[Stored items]
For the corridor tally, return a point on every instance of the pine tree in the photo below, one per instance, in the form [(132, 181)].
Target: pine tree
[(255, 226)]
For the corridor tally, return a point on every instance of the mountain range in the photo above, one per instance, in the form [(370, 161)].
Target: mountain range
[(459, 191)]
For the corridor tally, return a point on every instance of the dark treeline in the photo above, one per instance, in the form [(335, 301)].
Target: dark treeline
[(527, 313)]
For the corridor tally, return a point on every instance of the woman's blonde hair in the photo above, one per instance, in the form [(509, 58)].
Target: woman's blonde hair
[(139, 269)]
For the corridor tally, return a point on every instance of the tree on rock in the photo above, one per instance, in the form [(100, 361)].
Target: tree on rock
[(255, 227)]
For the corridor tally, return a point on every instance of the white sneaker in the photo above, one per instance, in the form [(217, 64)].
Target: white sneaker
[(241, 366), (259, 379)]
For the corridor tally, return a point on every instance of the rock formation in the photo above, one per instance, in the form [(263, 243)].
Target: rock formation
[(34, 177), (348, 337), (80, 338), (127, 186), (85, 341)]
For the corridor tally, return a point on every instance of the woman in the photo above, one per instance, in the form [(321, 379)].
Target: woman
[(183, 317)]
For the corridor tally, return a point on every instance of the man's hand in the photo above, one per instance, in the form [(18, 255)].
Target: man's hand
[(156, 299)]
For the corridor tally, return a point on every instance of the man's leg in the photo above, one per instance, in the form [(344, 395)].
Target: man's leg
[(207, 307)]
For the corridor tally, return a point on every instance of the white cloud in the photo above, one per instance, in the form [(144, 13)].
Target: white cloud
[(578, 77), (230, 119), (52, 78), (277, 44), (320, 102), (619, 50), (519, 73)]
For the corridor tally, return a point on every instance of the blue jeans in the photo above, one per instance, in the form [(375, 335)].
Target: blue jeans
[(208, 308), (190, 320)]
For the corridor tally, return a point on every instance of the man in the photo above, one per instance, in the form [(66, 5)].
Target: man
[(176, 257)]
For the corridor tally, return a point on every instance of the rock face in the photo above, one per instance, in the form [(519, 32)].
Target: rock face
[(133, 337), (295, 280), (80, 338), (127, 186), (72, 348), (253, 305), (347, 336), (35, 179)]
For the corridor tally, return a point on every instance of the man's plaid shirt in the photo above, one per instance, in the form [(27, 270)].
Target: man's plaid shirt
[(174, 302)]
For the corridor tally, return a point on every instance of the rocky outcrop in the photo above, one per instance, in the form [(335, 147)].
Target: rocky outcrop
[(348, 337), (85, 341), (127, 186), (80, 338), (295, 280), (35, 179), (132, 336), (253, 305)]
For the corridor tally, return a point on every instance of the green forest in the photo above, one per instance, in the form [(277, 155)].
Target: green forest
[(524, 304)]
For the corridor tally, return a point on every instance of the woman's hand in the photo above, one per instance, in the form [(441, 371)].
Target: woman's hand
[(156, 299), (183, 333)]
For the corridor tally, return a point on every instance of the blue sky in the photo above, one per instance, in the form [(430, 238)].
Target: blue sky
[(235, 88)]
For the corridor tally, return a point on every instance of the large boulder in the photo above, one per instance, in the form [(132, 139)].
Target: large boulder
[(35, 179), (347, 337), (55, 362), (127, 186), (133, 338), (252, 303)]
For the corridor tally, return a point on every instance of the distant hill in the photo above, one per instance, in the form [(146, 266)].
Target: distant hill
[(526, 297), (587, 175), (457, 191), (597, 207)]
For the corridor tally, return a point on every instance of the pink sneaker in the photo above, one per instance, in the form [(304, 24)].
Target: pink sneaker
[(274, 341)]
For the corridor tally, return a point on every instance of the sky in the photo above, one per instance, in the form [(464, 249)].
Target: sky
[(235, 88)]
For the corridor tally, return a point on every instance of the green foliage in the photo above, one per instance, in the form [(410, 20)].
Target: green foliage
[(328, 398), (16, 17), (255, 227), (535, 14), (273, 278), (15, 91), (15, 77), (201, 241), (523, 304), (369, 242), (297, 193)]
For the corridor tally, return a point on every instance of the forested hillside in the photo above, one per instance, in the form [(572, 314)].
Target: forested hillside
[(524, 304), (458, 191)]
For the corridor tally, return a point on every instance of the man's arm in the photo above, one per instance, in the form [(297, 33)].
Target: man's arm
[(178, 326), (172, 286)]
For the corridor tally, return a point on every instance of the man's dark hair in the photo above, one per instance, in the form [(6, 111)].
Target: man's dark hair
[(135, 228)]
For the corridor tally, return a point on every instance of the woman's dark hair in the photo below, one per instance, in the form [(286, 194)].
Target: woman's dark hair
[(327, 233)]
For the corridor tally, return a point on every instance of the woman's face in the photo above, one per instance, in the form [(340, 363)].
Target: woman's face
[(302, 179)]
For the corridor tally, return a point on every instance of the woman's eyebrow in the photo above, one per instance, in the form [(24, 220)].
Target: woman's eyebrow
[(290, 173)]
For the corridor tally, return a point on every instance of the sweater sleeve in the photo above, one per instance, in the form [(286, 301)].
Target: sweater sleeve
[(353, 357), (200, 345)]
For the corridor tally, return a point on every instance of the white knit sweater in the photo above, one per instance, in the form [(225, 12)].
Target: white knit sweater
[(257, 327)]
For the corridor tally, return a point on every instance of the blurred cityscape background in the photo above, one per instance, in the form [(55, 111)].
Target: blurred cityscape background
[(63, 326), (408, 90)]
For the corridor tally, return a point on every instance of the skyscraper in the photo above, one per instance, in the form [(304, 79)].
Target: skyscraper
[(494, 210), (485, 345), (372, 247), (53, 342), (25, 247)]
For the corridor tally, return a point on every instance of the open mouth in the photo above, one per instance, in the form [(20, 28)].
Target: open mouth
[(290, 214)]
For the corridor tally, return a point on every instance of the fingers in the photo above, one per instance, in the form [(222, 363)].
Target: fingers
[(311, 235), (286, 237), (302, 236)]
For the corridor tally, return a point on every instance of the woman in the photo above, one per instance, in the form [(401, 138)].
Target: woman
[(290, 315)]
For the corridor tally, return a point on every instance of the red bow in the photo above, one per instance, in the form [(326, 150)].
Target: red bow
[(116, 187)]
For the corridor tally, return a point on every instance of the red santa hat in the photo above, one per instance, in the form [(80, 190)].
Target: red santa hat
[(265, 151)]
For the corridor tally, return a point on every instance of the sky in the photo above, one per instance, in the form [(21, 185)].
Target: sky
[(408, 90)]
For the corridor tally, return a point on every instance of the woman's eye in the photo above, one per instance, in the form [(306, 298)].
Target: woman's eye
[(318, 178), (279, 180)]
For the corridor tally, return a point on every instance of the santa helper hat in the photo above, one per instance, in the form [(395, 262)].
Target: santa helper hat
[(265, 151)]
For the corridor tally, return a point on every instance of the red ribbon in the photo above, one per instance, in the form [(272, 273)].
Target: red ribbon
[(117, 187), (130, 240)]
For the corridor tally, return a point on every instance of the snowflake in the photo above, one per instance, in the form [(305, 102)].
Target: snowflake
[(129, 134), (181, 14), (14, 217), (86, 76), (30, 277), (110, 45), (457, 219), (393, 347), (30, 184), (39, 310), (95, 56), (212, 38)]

_Instructions to follow_
Please give again the lines above between the line holding "form [(304, 79)]." and the line holding "form [(305, 102)].", inclusive, exactly as they are and with nothing added.

_Task output_
For the corridor tally, return a point on every instance of the skyscraper in the photo above, one per instance, in the form [(304, 79)].
Target: skyscraper
[(494, 210), (485, 345), (372, 247), (53, 342), (25, 247)]
For the corridor tally, return a point on every instance of the open mouth in the photo above, one per instance, in the form [(20, 28)].
Target: open mouth
[(290, 214)]
For the corridor tally, return a point on every instance of the fingers in the photo above, one per instance, in the form [(222, 363)].
Target: fingers
[(311, 235), (286, 237), (302, 236)]
For the corridor tally, return a point on every instance of the woman in the photo above, one per instance, in the form [(401, 138)].
Target: woman
[(290, 315)]
For the corridor tally, return a point on every instance of the red bow in the photo above, one per instance, in the form [(326, 150)].
Target: red bow
[(116, 187)]
For the corridor tally, return a point on every instance of the red santa hat in the photo above, one per instance, in the form [(80, 190)].
Target: red santa hat
[(265, 151)]
For the corridor tally, return a point on every instance of the sky in the photo above, one per instance, in the form [(21, 185)].
Target: sky
[(408, 90)]
For the corridor tally, return a point on every instance of the woman's eye in the photo above, one per instance, in the form [(306, 298)].
Target: woman's eye
[(318, 178), (279, 180)]
For the corridor tally, return a point on every instance of the santa helper hat in the photo above, one per instance, in the form [(395, 262)].
Target: santa helper hat
[(265, 151)]
For the corridor tally, return a point on every instance of the red ribbon in the photo above, one per instance, in the form [(272, 273)].
Target: red ribbon
[(117, 187), (130, 240)]
For the corridor tally, return a point on every instance of the snowflake in the photo above, one per instance, in the form [(305, 102)].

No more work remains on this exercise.